[Stored data entries]
______________________________
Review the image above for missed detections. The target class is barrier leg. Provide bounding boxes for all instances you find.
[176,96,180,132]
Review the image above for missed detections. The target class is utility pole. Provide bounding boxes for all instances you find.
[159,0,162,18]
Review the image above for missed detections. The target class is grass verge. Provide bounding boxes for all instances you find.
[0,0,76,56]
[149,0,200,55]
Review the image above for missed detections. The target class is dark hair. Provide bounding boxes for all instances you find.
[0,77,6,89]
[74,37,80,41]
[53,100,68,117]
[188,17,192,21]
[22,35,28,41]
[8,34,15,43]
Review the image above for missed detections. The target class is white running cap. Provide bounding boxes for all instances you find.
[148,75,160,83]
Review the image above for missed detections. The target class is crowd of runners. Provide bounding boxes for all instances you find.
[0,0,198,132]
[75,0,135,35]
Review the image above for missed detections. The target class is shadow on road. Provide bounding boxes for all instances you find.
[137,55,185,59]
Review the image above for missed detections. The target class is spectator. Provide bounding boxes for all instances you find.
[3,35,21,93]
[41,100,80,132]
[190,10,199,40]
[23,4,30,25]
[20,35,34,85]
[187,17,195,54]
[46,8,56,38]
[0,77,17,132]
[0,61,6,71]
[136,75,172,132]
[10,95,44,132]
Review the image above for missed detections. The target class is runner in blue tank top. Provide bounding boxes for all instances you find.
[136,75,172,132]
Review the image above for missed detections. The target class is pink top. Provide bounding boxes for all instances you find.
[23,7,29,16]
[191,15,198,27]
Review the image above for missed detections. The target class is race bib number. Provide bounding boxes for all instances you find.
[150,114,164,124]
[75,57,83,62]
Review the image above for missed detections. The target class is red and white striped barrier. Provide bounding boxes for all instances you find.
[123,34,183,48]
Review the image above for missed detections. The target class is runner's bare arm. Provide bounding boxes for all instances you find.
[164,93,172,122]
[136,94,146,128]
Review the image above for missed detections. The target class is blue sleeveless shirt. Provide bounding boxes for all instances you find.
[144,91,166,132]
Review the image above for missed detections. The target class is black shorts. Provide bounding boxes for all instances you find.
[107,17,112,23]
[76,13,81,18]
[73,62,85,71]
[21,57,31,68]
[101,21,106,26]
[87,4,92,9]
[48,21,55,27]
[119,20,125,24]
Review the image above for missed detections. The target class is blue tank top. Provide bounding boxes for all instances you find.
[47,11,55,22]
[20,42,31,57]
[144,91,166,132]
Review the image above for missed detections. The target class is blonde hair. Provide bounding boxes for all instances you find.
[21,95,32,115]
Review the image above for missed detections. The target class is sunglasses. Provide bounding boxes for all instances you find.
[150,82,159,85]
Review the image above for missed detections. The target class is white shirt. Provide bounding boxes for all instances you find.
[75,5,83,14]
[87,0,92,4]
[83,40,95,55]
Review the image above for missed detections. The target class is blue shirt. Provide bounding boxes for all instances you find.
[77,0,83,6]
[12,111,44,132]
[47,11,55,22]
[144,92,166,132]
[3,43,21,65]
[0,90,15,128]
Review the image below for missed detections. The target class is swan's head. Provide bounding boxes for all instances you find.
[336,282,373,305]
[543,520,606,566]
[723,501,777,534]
______________________________
Copy the records from the start through the line containing "[137,55,185,59]", switching "utility pole" to "telephone pole" and leaving everything else unchanged.

Review the image above for missed detections. The target class is barrier leg. Provide bounding boxes for all instances you find.
[176,96,180,132]
Review the image above for missed detections. The target class is telephone pole. Provide bounding boxes for all instances you find.
[159,0,162,18]
Review the image above for missed detections. The target class is grass verge. Provide bounding boxes for all instances you find.
[0,0,76,56]
[149,0,200,55]
Review the image above for missed detections. The target class is dark hair. Provide bounding boxes for all instances you find.
[0,77,6,89]
[74,37,80,41]
[53,100,68,117]
[188,17,192,21]
[22,35,28,41]
[8,34,15,43]
Review the image above for missed detections. The target class is white running cap. Provide bounding boxes for all instances you find.
[148,75,160,83]
Review the image above for missed detections. The target class is crowd of runners. Provide bounding boxes for all instances you find.
[0,0,198,132]
[75,0,135,35]
Review the image above for missed detections. The target class is shadow on road. Provide bounding boxes for all instances you find.
[137,55,185,59]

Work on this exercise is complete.